§ Seçilmiş bölüm:
-=-=-
Sema törenindeki postun sırrı
Abone olSema töreni ne anlamlar içeriyor biliyor muydunuz? Her bir hareket inçce mesajlar ve manalarla yüklü.
İNTERNETHABER- Semazenin boynunun
bükülüşü ve sağ kolu üzerine öksüzce yaslanışında öylesine bir
kendinden geçiş vardır ki etkilenmemek mümkün değildir.
Sema etkileyicidir çünkü Mevlevilik konusunda en ufak bir bilgisi
olmayan bir insan bile semanın bambaşka bir dünyaya işaret ettiğini
hemen sezinler.
Gerçektende sema ve Mevlana bildiğimiz alıştığımız dünyanın
ötesindeki gerçekliğe açılan kapıdır.
“Bizim gönlümüzde dönüp duran bir sır vardır. Yaratılan her şey o
sırra bağladır. Kat kat şu gökyüzü bile. Onun yüzünden dönüp
duruyor” diyen Mevlana ve İslam sufizmine göre her insanın
yüreğinde sır adı verilen bir şey saklıdır. Bu sır her insana
verilmez.
Bu sırra ancak uzun çabalar ve lütuf sayesinde ulaşılır. Bu sır
büyük tasavvuf şairi Türk Yunus Emre’nin “bir ben vardır bende
benden içeri” dediği şeydir.
İşte sema töreni İslam sufizminde Nur-u Muhammedi denen yüce ruhun
yaratılıp ‘kün’ ol emriyle başlayan iniş ve sonra da insan-ı kamil
olmaya doğru yükselişini anlatır.
Ritüellerin neyi işaret ettiğini, neyi ifade ettiğini
araştırdık. Ortaya uzun bir yazı çıktı. Çünkü Sema töreni çeşitli
bölümlerden oluşuyor. Bugün sizlere semazenlerin dizilişi, dede
efendinin kırmızı post kamamında yerini alması, semazenlerin
birbirini selamlaması ve yere oturması, ney taksimi, devri veledi
denilen üç dairevi dönüşün ne anlamlara aktaracağız..
-=-=-
§ İstenenler:
A) Sema töreni yazısında, yazarın okurlara anlamlarını aktaracağını söylediği tören bölümlerini tek tek sıralayın.
B) Sema töreni yazısını son cümlesinden sonra gelecek biçimde sürdürün.
-=-=-
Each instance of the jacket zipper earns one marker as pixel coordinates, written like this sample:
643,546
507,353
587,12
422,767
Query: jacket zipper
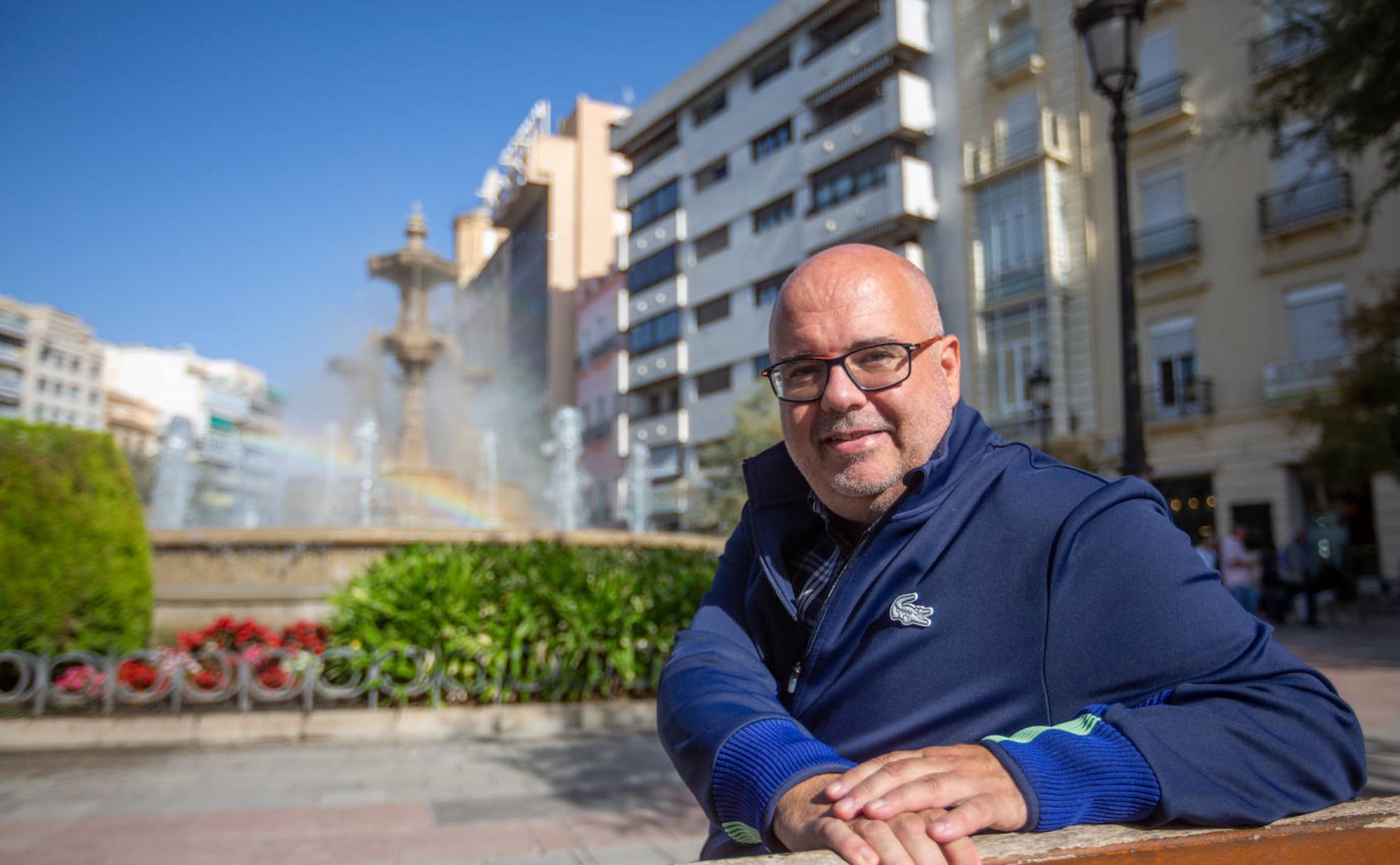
827,605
-=-=-
§ Sıralı sonuçlar:
A)
- Semazenlerin dizilişi
- Dede efendinin kırmızı postta yerini alması
- Semazenlerin birbirini selamlaması ve yere oturması
- Ney taksimi
- Devri veledi denilen üç dairevi dönüş

B)
Mevlana’nın ölümünden çok sonra oğlu ve torunu tarafından bir takım
esaslara bağlanan sema töreni, naat-ı şerif denen Hz. Muhammed’i
öven bir bölümle başlar.
Peygamberi övmek aslında soyuttan somut aleme inen Allah’ın sureti
yüce ruhu övmektir. Gelmiş geçmiş bütün peygamberler bu yüce ruhun
yani tanrının yansımasıdır. Tanrıdan başka gerçek olmadığı için
peygamberleri övmek aslında Allah’ı övmektir.
Naat-ı Şerif bölümünden sonra duyulan kudüm darbeleriyse Allah’ın
kaniatı yaratırken verdiği ol emrini ifade eder.
Bu kısacık bölümü izleyen ney taksimi bu emirle somut aleme inen
tanrı nurunun cansız bedenlere hayat veren ilahi nefesini
simgeler.
Ney taksimi bitince semazenler ve şeyh ilahi nefeste canlanan
bedenler olarak kendilerini yere vururlar. Bununla gerçeği arama
yoluna girmiş insanlar olarak, ‘ol’ emrini tamamlamak için aslımız
olan yüce ruha dönüşme insan-ı kamil olma azmini gösterir.
Gerçeği arama yolunda insanın en büyük rehberi mürşididir. Bu
mürşit Mevlana’nın temsilcisidir. Devri veledi denen bu bölüm sema
törenini bir takım kurallara bağlamış olan Sultan Veled’in anısına
bu adı taşır. Sulan Veled Mevlana’nın oğludur.
Birbirlerinin yüzlerine ve gözlerinin içine bakarak verilen bu
selam her insanda var olan tanrı tecellisini kutsamak anlamına
gelir.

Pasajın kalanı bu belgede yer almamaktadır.